▸ PROBLEM REQUIREMENTS
Write every record out again exactly as given.

(DATASET begins)

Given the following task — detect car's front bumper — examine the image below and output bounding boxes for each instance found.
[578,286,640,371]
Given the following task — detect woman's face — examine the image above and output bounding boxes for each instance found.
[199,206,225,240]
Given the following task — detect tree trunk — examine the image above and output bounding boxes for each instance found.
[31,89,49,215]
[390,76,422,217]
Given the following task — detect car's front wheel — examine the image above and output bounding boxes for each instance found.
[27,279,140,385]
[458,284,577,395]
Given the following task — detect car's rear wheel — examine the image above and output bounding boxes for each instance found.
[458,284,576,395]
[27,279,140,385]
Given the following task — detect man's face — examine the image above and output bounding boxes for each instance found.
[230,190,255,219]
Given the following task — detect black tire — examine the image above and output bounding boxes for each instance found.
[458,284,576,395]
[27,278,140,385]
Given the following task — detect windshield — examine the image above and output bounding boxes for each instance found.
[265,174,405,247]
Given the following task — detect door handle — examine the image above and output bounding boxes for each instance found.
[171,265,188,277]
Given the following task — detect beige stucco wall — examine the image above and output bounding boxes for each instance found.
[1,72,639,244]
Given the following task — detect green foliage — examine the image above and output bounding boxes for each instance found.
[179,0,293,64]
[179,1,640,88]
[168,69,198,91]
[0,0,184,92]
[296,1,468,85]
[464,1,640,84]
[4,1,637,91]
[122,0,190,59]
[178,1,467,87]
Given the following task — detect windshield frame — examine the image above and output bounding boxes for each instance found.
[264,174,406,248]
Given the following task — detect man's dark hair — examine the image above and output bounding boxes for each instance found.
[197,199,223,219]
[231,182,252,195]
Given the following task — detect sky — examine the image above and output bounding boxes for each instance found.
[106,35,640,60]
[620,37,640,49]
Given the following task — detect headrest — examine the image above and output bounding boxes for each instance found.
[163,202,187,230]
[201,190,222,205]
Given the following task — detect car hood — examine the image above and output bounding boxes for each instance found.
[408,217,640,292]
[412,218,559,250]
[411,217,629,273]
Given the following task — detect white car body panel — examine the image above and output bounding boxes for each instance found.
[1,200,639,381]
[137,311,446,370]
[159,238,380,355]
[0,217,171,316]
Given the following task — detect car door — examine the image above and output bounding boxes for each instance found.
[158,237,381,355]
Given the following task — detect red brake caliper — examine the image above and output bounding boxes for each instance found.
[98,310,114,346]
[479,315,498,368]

(DATASET ends)

▸ OUTPUT OF THE TASK
Given the following task — detect car's front bumper — examine the image below and output bounding boxes for each instance found.
[578,286,640,371]
Given the following task — detect woman's face — examine the image above and output bounding boxes for each instance found.
[199,206,225,240]
Given the following task — detect tree trunk — examine the image above and output bounding boxes for each instance found.
[31,89,49,215]
[390,76,422,217]
Given the following task — detect car's front wheel — examine the image above and output bounding boxes for each instance found.
[27,279,140,385]
[458,284,577,395]
Given the following task — detect car's rear wheel — examine the image above and output bounding boxes for each instance found.
[458,284,576,395]
[27,279,140,385]
Given the following task — detect man's face — examine the image above and output bounding boxes for each instance found.
[230,190,255,219]
Given the following task — detect black tire — examine the image above and output bounding boxes for each instance found.
[458,284,576,395]
[27,278,140,385]
Given the following task — detect windshield — examine the image above and output bounding boxes for each instance found.
[265,174,405,247]
Given the following task — detect door handle — examine the image above and output bounding boxes for each instance found.
[171,265,188,277]
Given the following task — detect beige stucco wall — examine the image above and output bounding boxes for each instance found.
[1,72,639,244]
Given the following task — detect green foliage — examine the image above and output bounding boxes for each instance found.
[179,0,293,64]
[179,1,640,88]
[168,69,198,91]
[0,0,184,92]
[296,1,468,85]
[464,1,640,84]
[4,1,637,91]
[122,0,190,59]
[178,1,467,87]
Given the following task — detect windshield frame — examine the image above and output bounding boxes for each instance found.
[264,174,406,248]
Given the following task — detect man's dark hair — examine the image above and output bounding boxes for each instance found.
[197,199,223,219]
[231,182,252,195]
Given the following task — detect sky — examine the image above and output bounding boxes for each instance found.
[106,35,640,60]
[620,37,640,49]
Given the following task — detect headrest — examine the image above and output bounding boxes for each instance found.
[163,202,187,230]
[201,190,222,205]
Given the following task — detect car hood — examine the image above and output bounding boxes for each instance found.
[408,217,640,292]
[412,218,559,250]
[411,217,629,273]
Given the following task — detect white car body panel — examine the image above and output bounding boxes for each instance found.
[1,200,639,381]
[137,311,446,370]
[159,238,380,355]
[0,217,171,316]
Given the following task — detect car door — examine the image above and output bounding boxes for each instance found.
[158,237,381,355]
Given the following task — detect red brake caliper — examine the image above and output bounding boxes for each instance found.
[98,310,114,346]
[479,315,498,368]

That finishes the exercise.